*** EXTRACTED RECORDS Section Begins ***

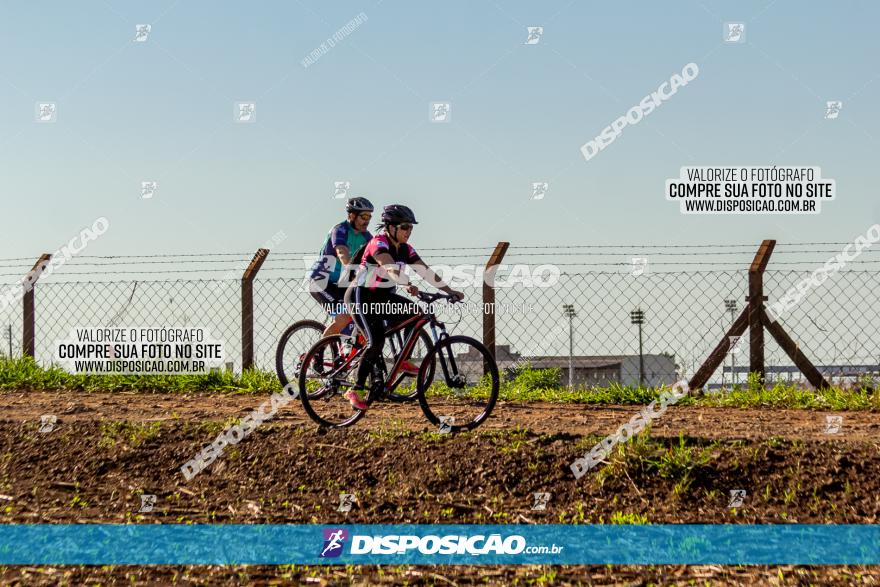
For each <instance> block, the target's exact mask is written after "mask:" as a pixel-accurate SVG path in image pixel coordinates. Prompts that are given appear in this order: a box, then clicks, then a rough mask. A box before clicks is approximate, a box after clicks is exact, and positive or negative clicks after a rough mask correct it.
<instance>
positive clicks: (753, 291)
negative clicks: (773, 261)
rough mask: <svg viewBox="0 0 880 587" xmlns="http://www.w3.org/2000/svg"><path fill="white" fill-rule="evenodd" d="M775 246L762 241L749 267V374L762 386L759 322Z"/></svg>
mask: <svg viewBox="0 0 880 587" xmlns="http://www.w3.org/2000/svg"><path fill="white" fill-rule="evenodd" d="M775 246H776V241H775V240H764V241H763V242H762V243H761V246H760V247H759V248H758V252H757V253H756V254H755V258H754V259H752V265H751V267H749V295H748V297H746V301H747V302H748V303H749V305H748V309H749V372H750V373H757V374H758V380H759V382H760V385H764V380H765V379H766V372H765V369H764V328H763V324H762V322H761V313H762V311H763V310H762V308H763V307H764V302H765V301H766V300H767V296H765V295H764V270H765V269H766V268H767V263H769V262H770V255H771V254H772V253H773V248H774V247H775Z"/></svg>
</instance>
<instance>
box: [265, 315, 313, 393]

*** EXTRACTED RECORDS Section Ends ***
*** EXTRACTED RECORDS Section Begins ***

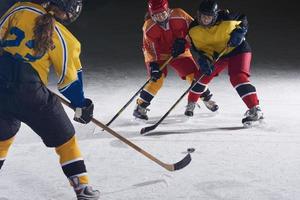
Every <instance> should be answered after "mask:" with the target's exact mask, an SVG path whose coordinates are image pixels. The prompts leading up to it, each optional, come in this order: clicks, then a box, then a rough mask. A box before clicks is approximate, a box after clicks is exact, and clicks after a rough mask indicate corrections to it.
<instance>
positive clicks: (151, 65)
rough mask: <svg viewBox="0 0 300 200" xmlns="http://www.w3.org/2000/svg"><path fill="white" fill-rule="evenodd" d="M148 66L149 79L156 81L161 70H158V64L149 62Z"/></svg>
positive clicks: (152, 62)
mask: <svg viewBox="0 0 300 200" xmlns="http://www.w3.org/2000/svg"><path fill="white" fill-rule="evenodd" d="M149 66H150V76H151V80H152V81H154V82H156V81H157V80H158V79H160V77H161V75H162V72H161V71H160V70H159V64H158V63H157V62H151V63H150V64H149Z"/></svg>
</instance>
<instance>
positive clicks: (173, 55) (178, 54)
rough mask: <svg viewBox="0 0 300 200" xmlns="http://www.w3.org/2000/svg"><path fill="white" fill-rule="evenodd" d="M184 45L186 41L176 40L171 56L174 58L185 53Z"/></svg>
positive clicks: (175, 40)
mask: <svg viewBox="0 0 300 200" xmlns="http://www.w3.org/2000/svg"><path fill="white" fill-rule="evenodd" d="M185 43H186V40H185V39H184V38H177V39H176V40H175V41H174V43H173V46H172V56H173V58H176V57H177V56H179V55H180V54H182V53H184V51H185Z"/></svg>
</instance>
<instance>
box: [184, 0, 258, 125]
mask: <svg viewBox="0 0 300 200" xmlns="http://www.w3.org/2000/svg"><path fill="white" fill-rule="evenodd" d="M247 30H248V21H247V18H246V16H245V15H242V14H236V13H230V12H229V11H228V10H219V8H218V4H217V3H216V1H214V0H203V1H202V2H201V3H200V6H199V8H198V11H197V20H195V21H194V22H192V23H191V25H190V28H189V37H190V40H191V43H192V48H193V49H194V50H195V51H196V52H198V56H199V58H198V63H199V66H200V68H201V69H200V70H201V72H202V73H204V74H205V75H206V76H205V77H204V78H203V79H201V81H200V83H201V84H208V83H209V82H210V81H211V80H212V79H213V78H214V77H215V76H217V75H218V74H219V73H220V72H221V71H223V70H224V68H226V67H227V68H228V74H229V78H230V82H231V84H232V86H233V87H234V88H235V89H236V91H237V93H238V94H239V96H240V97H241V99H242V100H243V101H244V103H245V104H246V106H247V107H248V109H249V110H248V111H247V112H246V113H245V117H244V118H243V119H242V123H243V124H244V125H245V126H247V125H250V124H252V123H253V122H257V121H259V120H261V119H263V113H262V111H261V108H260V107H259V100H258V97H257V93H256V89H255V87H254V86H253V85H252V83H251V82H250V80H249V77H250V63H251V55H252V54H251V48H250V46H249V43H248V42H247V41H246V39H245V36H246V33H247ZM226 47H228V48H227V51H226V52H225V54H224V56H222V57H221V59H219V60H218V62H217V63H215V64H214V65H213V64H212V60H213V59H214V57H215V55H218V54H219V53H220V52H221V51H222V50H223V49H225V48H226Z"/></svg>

*** EXTRACTED RECORDS Section Ends ***

:: WHAT IS NEEDED ::
Only the lines above starting with the one with "For each <instance>" and going through the one with "box: [265, 315, 313, 393]" are to be copied, word for word and with both ends kept.

:: RESPONSE ::
For each <instance> block, the target's exact mask is written after "mask:" as a pixel-accurate SVG path in image pixel coordinates. Prompts that are given appear in this order: a box, then clicks, then a rough mask. A box before clicks is approximate, a box after clicks is exact, and positive or negative clicks after a rough mask correct it.
<instance>
positive clicks: (753, 291)
negative clicks: (773, 261)
rough mask: <svg viewBox="0 0 880 587" xmlns="http://www.w3.org/2000/svg"><path fill="white" fill-rule="evenodd" d="M775 246L762 241L749 267V374L762 386L759 322Z"/></svg>
mask: <svg viewBox="0 0 880 587" xmlns="http://www.w3.org/2000/svg"><path fill="white" fill-rule="evenodd" d="M775 246H776V241H775V240H764V241H763V242H762V243H761V246H760V247H759V248H758V252H757V253H756V254H755V258H754V259H752V265H751V267H749V295H748V297H746V301H747V302H748V303H749V305H748V309H749V372H750V373H757V374H758V380H759V382H760V385H764V380H765V379H766V372H765V369H764V328H763V324H762V322H761V313H762V311H763V310H762V308H763V307H764V302H765V301H766V300H767V296H765V295H764V270H765V269H766V268H767V263H769V262H770V255H771V254H772V253H773V248H774V247H775Z"/></svg>
</instance>
<instance>
box: [265, 315, 313, 393]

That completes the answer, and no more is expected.